All 16 of my great‑grandparents were Mormon, and I have served the Church as a missionary, teacher, and accompanist in congregations across America. I am trained in ecology and genetics; and on one recent trans‑continental move, I was struck by just how much of America’s heartland is covered by cultivated fields. When wind blows through these “amber waves of grain,” they are indeed beautiful. But as an ecologist, I also know these monocultures are unnatural.
Biologists know that diversity supports abundance. There are fundamental mathematical and ecological reasons why diverse systems are stable and productive, and within my lifetime many ecosystems have lost their diversity and collapsed.
The principle is more than just a metaphor for the “household (ecos) of faith.” While there is something simple and strong about a priesthood leadership of men with similar backgrounds, histories, and even dress, there is also something rigid, vulnerable, and unnatural about it–not just mathematically, and ecologically, but also spiritually.

* **Provided data**
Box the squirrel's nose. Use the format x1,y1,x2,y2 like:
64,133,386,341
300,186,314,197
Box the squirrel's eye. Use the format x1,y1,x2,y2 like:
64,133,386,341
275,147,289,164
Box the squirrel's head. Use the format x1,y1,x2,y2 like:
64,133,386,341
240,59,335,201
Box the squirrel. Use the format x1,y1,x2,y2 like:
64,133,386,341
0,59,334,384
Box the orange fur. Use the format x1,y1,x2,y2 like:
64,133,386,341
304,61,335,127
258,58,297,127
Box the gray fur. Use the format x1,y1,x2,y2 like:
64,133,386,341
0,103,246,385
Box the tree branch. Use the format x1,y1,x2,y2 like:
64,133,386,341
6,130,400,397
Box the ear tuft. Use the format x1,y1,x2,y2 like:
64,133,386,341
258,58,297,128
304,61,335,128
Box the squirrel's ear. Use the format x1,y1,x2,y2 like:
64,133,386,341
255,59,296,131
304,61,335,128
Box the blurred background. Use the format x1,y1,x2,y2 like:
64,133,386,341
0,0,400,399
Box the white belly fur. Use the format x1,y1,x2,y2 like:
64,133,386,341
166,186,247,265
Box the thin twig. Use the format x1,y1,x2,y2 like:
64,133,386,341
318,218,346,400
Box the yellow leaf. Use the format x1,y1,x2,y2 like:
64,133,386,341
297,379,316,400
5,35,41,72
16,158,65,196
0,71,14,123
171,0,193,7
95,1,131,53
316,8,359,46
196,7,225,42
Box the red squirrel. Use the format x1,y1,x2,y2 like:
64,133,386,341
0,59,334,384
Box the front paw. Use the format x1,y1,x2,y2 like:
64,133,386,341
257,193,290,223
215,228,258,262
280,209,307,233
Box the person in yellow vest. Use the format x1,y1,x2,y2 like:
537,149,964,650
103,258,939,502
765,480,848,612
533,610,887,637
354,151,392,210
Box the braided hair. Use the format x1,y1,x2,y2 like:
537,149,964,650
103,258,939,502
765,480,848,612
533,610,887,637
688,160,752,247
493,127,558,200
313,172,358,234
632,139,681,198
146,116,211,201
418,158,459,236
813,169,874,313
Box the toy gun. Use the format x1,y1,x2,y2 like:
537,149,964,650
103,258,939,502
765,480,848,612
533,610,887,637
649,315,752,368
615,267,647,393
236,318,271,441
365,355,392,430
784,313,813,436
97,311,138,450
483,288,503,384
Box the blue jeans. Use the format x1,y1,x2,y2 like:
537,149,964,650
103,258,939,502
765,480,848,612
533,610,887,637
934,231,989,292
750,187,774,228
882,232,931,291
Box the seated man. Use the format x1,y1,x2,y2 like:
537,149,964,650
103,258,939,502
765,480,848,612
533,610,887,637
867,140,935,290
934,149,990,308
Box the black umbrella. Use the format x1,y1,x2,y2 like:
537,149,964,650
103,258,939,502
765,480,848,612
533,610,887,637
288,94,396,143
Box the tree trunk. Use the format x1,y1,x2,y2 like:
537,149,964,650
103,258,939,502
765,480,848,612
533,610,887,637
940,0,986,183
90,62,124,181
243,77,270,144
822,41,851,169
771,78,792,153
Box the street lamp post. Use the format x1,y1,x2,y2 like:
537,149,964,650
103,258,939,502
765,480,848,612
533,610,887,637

* **Activity**
Reproduce the passage on diversity and monocultures word for word, between "The principle is" and "but also spiritually.", inclusive.

* **Exercise solution**
The principle is more than just a metaphor for the “household (ecos) of faith.” While there is something simple and strong about a priesthood leadership of men with similar backgrounds, histories, and even dress, there is also something rigid, vulnerable, and unnatural about it–not just mathematically, and ecologically, but also spiritually.